-- DATA FOR ANALYSIS follows --

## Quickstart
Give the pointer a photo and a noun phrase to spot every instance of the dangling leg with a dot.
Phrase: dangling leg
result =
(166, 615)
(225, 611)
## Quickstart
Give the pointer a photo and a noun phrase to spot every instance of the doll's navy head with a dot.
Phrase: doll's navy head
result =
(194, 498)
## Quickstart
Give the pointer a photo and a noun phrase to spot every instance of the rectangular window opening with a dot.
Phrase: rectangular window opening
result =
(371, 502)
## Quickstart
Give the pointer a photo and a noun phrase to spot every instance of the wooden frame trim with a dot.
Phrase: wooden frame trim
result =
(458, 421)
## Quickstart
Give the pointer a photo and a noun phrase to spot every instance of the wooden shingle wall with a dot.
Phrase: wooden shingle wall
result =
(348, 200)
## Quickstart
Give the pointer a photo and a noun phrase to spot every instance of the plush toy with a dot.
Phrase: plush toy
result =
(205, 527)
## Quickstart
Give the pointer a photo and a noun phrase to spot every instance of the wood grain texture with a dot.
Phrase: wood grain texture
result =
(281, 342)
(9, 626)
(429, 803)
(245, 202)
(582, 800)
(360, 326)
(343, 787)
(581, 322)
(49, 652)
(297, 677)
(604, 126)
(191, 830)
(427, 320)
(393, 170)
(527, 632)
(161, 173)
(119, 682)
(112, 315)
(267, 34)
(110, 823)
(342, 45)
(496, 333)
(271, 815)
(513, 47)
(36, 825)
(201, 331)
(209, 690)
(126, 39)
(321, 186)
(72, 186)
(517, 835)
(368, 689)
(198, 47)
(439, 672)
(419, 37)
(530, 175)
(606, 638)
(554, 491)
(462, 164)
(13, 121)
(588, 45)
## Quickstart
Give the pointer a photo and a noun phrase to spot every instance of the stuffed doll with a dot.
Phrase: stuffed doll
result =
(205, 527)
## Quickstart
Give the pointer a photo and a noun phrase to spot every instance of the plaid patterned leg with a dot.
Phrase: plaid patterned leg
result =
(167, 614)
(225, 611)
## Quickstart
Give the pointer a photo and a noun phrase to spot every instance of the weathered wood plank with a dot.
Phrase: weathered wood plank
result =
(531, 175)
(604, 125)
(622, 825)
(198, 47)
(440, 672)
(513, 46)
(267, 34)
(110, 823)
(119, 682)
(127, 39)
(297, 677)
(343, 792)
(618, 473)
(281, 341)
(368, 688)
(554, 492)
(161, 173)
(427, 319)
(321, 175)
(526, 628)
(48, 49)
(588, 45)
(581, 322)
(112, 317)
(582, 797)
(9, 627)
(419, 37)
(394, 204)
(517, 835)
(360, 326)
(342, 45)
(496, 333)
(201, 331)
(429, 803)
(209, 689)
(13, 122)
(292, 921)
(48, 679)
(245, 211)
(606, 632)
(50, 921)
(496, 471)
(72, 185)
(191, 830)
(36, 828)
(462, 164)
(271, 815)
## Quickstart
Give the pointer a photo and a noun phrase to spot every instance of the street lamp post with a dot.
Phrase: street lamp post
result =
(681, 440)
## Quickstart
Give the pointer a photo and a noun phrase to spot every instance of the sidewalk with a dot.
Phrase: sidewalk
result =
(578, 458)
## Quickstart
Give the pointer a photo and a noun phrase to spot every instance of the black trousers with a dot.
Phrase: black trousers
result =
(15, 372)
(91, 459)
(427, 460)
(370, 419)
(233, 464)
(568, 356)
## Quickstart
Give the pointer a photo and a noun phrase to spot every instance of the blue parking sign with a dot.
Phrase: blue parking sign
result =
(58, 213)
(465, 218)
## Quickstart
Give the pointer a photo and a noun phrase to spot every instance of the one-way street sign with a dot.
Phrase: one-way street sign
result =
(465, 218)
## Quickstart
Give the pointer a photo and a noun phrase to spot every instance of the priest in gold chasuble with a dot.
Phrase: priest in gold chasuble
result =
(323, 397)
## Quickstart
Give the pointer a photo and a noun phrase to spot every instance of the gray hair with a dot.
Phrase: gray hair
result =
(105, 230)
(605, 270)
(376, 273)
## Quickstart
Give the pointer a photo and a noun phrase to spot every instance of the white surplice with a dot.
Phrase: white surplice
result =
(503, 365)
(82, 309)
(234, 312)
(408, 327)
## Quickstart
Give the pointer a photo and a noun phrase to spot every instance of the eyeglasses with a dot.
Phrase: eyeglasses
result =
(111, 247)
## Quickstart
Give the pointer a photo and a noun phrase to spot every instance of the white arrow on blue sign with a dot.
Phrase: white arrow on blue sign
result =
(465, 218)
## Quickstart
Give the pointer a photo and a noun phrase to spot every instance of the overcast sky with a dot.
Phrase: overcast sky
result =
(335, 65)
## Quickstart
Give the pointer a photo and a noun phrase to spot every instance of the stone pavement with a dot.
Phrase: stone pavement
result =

-- DATA FOR ANALYSIS concluded --

The records above must be retyped in full, exactly.

## Quickstart
Give the pointer a photo and a noun phrase to spot every instance of the dangling leg with a dot.
Phrase: dangling leg
result =
(166, 615)
(225, 611)
## Quickstart
Give the pointer a photo and a noun phrase to spot every instance of the doll's navy head with a dot.
Phrase: doll's navy head
result =
(194, 498)
## Quickstart
Give the pointer a photo and a noun phrase to spot every instance of the rectangular window opening with a dot.
Phrase: rectangular window opening
result =
(371, 502)
## Quickstart
Give the pointer a photo and a noun phrase to spot every instance of the wooden frame trim with a dot.
Phrase: wooden frame trim
result =
(458, 421)
## Quickstart
Give the pointer a photo and a noun phrase to spot every instance of the wooden shingle wall with a dot.
Phrase: wooden shingle wall
result =
(348, 200)
## Quickstart
Give the pointer a photo and a noun phrase to spot every instance of the plush toy with a dot.
Phrase: plush toy
result =
(205, 527)
## Quickstart
Give the pointer a photo and a noun phrase to spot every instance of the wood grain texture with a dot.
Phrase: wood grain texture
result =
(281, 342)
(9, 626)
(429, 803)
(245, 202)
(582, 800)
(360, 326)
(343, 787)
(581, 322)
(49, 652)
(297, 677)
(604, 126)
(191, 830)
(427, 320)
(393, 170)
(527, 632)
(161, 173)
(119, 682)
(112, 315)
(267, 34)
(110, 823)
(342, 45)
(496, 333)
(271, 815)
(513, 47)
(36, 825)
(201, 331)
(209, 690)
(126, 39)
(321, 186)
(72, 186)
(517, 835)
(368, 689)
(198, 47)
(439, 672)
(419, 37)
(530, 175)
(606, 638)
(554, 491)
(462, 164)
(13, 121)
(588, 45)
## Quickstart
Give the pointer a photo and a noun phrase to spot every instance of the stuffed doll with a dot.
Phrase: stuffed doll
result =
(205, 527)
## Quickstart
Give the pointer a photo and a noun phrase to spot every instance of the plaid patterned leg with a dot.
Phrase: plaid patterned leg
result =
(167, 614)
(225, 611)
## Quickstart
Give the pointer a photo and a noun phrase to spot every instance of the weathered wood plank with a dot.
Phrase: weathered wood plank
result =
(531, 175)
(604, 125)
(622, 825)
(198, 47)
(440, 672)
(513, 46)
(267, 34)
(110, 823)
(119, 682)
(127, 39)
(297, 677)
(343, 792)
(618, 473)
(281, 341)
(368, 688)
(554, 492)
(161, 173)
(427, 319)
(321, 175)
(526, 628)
(48, 49)
(588, 45)
(581, 322)
(112, 317)
(582, 797)
(9, 627)
(419, 37)
(394, 204)
(517, 835)
(360, 326)
(342, 45)
(496, 333)
(201, 331)
(429, 803)
(209, 689)
(13, 122)
(292, 921)
(48, 679)
(245, 211)
(606, 632)
(50, 921)
(496, 471)
(72, 185)
(191, 830)
(36, 828)
(462, 164)
(271, 815)
## Quickstart
Give the pointer a photo and a noun phrase to spot every instance of the street lamp post with a dot.
Phrase: street lamp post
result =
(681, 440)
## Quickstart
Give the pointer a photo and a noun phrase to spot every instance of the sidewalk with a dot.
Phrase: sidewalk
result =
(578, 458)
## Quickstart
Give the pointer a photo and a noun phrase to spot every instance of the black trousers with a dot.
Phrase: black trousers
result =
(15, 372)
(91, 459)
(427, 460)
(370, 419)
(233, 464)
(568, 356)
## Quickstart
Give the pointer a photo and a noun phrase to spot every instance of the blue parking sign with a dot.
Phrase: blue parking sign
result =
(58, 213)
(465, 218)
## Quickstart
Give the pointer a photo and a noun phrase to spot every instance of the one-way street sign with a dot.
Phrase: one-way street sign
result =
(465, 218)
## Quickstart
Give the pointer a photo and a noun phrase to spot every instance of the priest in gold chasuble with a dot.
Phrase: priest in gold chasuble
result =
(323, 397)
## Quickstart
Give the pointer a photo and a noun phrase to spot every instance of the gray hair with a dot.
Phrase: gray hair
result =
(105, 230)
(605, 270)
(376, 273)
## Quickstart
Give the pointer a photo and a noun phrase to spot every instance of the white surplice with a dot.
Phrase: white surplice
result =
(503, 365)
(82, 309)
(234, 312)
(408, 327)
## Quickstart
Give the pointer a photo and a noun phrase to spot every instance of the eyeglasses with a dot.
Phrase: eyeglasses
result =
(111, 247)
## Quickstart
Give the pointer a photo and a noun phrase to spot every instance of the white arrow on blue sign with a dot.
Phrase: white arrow on blue sign
result =
(465, 218)
## Quickstart
Give the pointer a photo and a noun phrase to spot every instance of the overcast sky with a dot.
Phrase: overcast sky
result =
(335, 65)
## Quickstart
Give the pointer a photo and a noun phrase to spot every instance of the stone pavement with a dot.
Phrase: stone pavement
result =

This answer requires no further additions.